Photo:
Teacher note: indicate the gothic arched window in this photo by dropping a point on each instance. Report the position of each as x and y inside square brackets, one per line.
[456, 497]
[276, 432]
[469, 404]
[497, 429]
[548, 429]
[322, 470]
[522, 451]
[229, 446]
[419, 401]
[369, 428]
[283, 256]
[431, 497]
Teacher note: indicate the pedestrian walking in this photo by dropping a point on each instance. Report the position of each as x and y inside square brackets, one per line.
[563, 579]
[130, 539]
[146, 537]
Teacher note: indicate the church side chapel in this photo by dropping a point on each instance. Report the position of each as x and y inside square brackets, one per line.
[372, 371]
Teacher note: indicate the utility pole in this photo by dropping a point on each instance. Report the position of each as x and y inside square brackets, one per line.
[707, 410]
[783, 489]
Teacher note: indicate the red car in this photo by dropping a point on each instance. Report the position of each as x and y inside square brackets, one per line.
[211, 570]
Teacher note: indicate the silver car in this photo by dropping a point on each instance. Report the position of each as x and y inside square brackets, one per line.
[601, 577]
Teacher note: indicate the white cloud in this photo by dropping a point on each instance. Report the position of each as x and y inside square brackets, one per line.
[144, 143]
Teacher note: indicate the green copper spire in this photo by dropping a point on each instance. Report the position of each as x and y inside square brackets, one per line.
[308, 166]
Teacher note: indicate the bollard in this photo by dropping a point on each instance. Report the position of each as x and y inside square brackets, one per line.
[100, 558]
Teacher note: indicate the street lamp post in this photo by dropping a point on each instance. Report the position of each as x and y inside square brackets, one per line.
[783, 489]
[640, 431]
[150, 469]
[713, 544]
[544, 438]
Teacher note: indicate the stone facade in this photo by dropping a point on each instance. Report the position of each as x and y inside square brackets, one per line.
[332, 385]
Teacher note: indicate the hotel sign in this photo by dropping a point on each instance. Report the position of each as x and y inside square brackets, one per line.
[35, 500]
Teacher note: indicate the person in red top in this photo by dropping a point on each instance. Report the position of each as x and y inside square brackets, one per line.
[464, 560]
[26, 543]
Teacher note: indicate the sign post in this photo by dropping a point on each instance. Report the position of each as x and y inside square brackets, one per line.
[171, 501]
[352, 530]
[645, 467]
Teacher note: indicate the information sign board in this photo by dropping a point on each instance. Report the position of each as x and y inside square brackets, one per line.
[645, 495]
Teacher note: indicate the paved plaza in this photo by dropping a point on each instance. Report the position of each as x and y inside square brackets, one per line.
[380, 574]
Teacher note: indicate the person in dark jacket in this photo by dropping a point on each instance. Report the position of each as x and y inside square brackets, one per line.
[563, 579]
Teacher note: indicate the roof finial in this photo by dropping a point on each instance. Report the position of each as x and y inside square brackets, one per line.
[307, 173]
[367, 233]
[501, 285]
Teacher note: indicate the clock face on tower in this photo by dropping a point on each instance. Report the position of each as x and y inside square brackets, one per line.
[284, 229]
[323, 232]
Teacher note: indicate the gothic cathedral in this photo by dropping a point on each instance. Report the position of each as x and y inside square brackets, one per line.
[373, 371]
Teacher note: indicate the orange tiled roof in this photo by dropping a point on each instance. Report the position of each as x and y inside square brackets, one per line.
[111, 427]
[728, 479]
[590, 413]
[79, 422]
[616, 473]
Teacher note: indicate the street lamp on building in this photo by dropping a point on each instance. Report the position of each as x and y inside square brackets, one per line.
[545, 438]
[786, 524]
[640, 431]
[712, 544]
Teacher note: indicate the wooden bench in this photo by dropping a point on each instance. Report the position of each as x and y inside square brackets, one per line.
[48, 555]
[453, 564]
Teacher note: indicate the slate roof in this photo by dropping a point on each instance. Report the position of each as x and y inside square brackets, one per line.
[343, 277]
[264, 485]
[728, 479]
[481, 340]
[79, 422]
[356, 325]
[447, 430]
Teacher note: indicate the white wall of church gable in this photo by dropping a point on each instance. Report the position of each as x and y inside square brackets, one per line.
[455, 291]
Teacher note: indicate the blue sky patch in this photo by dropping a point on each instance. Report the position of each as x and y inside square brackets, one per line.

REQUIREMENT:
Output the line that contains "Teacher note: indicate the wooden", followed by every later line in the listing, with no line omitted and none added.

SOLUTION BELOW:
Teacher note: indicate the wooden bench in this photo by dropping a point on each instance. Report the position of each as x and y inside square brackets, one per line.
[48, 555]
[453, 564]
Teacher note: indicate the slate roof in this photo by dropping a point on each instance. Report the position of each as x and y inside square brackets, one per line.
[343, 277]
[264, 485]
[728, 479]
[481, 340]
[79, 422]
[356, 325]
[447, 430]
Teacher note: indicate the white wall of church gable in this photo by dropping a point on each instance. Report the position of each as x and y inside square brackets, one per line.
[455, 291]
Teacher note: indicate the blue sky patch in this photo by dropping a point on each instance. Report the position of each as x and y inside square brackets, one per line.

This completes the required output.